== TEXT EXCERPT
Here, we will discuss recursive feature elimination based on random forest, due to its immense popularity in industry (and academic literature). As mentioned in the slides, the two most important packages are: varSelRF and Boruta.
p_load(varSelRF, Boruta)
# varSelRF ?varSelRF vars.drop.frac = 0.20, the fraction of
# variables dropped in each iteration, the higher this
# number, the more aggressive the feature selection Can be
# compared to a learning rate parameter in neural nets
# ntree = the number of trees in the first forest (like in
# randomForest) ntreeIterat = the number of trees to use in
# the subsequent forests It has been shown that more
# iterations do not lead to a better performance
rf_vsrf <- varSelRF(train_final[, !names(train_final) %in% c("churn",
"CustomerID")], train_final$churn, vars.drop.frac = 0.2,
ntree = 500, ntreeIterat = 100)
(varsel_vsrf <- rf_vsrf$selected.vars)## [1] "NetFormulaPrice_mean" "PaymentDate_rec"
## [3] "RenewalDate_rec" "StartDate_rec"
## [5] "woe_ZIP"# As an exercise you can play around with the parameters
# and see what happens
# Boruta ?Boruta doTrace = 0 means no tracing, 1 means
# reporting decision about each attribute as soon as it is
# justified, 2 means the same as 1, plus reporting each
# importance source run, 3 means the same as 2, plus
# reporting of hits assigned to yet undecided attributes.
(rf_boruta <- Boruta(train_final[, !names(train_final) %in% c("churn",
"CustomerID")], train_final$churn, doTrace = 0))## Boruta performed 99 iterations in 38.28913 secs.
====
== DATA RECORDS
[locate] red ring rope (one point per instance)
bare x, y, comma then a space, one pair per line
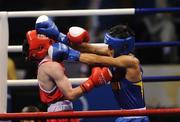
87, 114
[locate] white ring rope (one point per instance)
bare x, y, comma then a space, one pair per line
90, 12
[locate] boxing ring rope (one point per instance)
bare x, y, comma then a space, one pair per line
90, 114
18, 48
91, 12
77, 81
4, 32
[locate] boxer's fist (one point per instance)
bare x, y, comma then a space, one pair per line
44, 25
60, 52
99, 77
77, 35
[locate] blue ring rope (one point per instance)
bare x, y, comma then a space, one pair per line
156, 44
160, 78
156, 10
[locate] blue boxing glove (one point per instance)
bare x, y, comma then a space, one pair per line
60, 52
44, 25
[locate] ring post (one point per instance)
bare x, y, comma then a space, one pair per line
4, 40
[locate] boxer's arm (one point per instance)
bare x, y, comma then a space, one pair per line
89, 48
56, 72
79, 38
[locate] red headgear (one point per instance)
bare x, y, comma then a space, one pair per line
38, 45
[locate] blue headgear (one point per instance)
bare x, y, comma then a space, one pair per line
120, 46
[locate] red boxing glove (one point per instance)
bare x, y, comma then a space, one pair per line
99, 77
77, 35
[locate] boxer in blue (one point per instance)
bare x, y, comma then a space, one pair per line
127, 73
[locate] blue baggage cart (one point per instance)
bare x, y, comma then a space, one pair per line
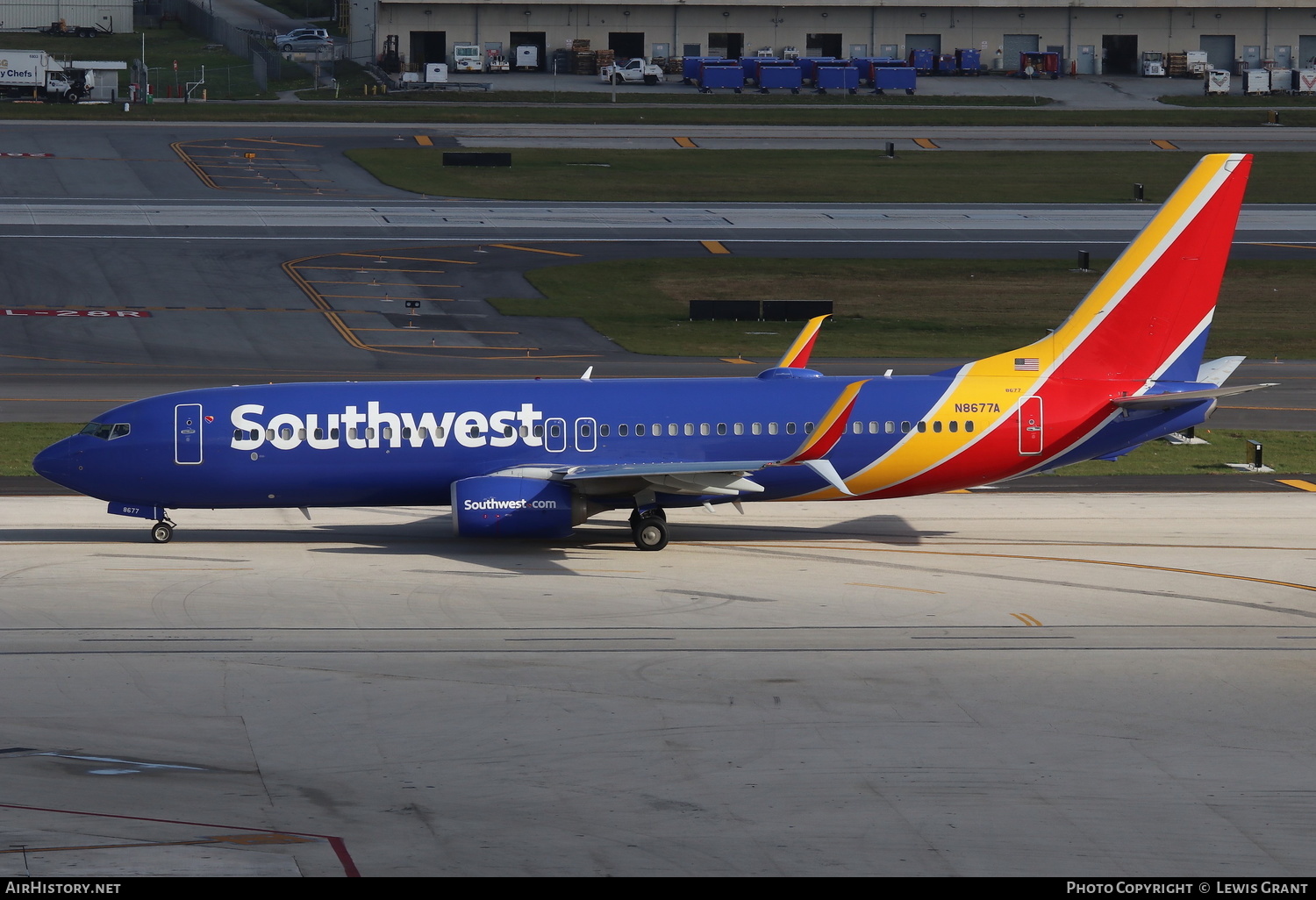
921, 61
721, 73
810, 66
779, 74
837, 76
690, 68
969, 61
890, 78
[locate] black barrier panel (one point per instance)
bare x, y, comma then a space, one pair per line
791, 311
707, 311
476, 160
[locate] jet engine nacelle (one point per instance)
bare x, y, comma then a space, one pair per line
507, 505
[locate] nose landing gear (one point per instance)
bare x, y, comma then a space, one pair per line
162, 532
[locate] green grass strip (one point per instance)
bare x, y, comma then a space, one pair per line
691, 175
920, 308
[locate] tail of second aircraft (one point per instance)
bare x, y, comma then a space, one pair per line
1149, 315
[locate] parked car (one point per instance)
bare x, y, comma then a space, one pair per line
300, 33
305, 44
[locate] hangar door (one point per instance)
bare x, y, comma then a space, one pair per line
1307, 50
1012, 45
728, 45
823, 45
1119, 54
1219, 50
923, 42
426, 47
626, 45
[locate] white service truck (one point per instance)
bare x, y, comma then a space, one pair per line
468, 58
36, 74
633, 71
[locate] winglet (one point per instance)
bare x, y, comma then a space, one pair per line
797, 357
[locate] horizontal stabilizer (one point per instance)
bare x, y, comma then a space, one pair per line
828, 473
1184, 397
653, 470
1218, 370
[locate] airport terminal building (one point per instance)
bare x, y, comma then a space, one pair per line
1094, 37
====
Continue the tutorial excerpt on random-forest feature elimination in R, picking up right after its last line.

## 18 attributes confirmed important:
## FormulaDiscount_mean,
## GrossFormulaPrice_mean, NbrNewspapers_mean,
## NbrStart_mean, NetFormulaPrice_mean and 13
## more;
## 26 attributes confirmed unimportant:
## District_1, District_2, District_4,
## District_5, District_6 and 21 more;
## 2 tentative attributes left: Age,
## ProductDiscount_mean;# Algorithm stops when only Confirmed attributes are left,
# or when it reaches maxRuns importance source runs. If
# the second scenario occurs, some attributes may be left
# without a decision. They are claimed Tentative. You may
# try to extend maxRuns or lower pValue to clarify them,
# but in some cases their importances do fluctuate too much
# for Boruta to converge
# Another fix can be to use the TentativeRoughFix function,
# which performs a weaker significance test
# To get a nice overview of the important and signficant
# variables, you can make a plot
# green = confirmed, yellow = tentative, red = rejected,
# blue = shadow
plot(rf_boruta)
# Let's just select the confirmed variables As an exercise,
# you can try the rough fix or increase the maxRuns or the
# significance level and see what happens
(varsel_boruta <- names(rf_boruta$finalDecision[rf_boruta$finalDecision ==
"Confirmed"]))## [1] "ProductID_8_sum"
## [2] "Pattern_1111110_sum"
## [3] "PaymentType_BT_sum"
## [4] "PaymentType_DD_sum"
## [5] "PaymentStatus_Paid_sum"
## [6] "StartDate_rec"
## [7] "RenewalDate_rec"
## [8] "PaymentDate_rec"
## [9] "NbrNewspapers_mean"
## [10] "NbrStart_mean"
## [11] "GrossFormulaPrice_mean"
## [12] "NetFormulaPrice_mean"
## [13] "NetNewspaperPrice_mean"
## [14] "FormulaDiscount_mean"
## [15] "TotalDiscount_mean"
## [16] "TotalPrice_mean"
## [17] "RenewalDate_rec_flag"
## [18] "woe_ZIP"